*** INPUT FOR THIS TASK

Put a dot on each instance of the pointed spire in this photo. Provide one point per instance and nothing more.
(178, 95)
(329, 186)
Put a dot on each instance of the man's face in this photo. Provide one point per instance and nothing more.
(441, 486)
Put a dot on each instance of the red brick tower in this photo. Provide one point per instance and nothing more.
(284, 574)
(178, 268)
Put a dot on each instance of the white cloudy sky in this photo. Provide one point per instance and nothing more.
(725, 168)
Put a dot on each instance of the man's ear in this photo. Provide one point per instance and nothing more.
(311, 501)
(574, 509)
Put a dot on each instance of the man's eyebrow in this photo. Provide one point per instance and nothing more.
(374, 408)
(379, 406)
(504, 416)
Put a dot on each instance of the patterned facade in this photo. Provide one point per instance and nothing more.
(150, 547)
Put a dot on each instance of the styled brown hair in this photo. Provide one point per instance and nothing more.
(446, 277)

******

__ACTION ITEM__. Give every entry again in full, precisely as written above.

__SOLVED PROBLEM__.
Put a dot on each instance of the pointed spire in this photo. Provide one point per instance and nothing more.
(178, 95)
(329, 186)
Put a dot on each instance of the man's face in this photo. Provide one point per instance and nothing more.
(441, 486)
Put a dot on each instance of the red brick tower in this photo. Provide one point per instance and nothing more.
(284, 574)
(178, 268)
Put a dot on each instance of the white cloudy sky in this photo. Provide one point per instance and nothing more.
(725, 168)
Put a dot on each instance of the man's ear in this photo. Provide one point per instance and nothing more.
(311, 501)
(574, 509)
Put a dot on each instance of the man's eyebrow in this photo. Provide one point per instance and nothing more.
(374, 408)
(379, 406)
(504, 416)
Put a dot on each instance of the patterned facade in this photo. Provide one point per instance and nothing more.
(150, 547)
Put a dot on each instance of the styled brown hair in this photo. Provide one point per instance and nothing more.
(446, 277)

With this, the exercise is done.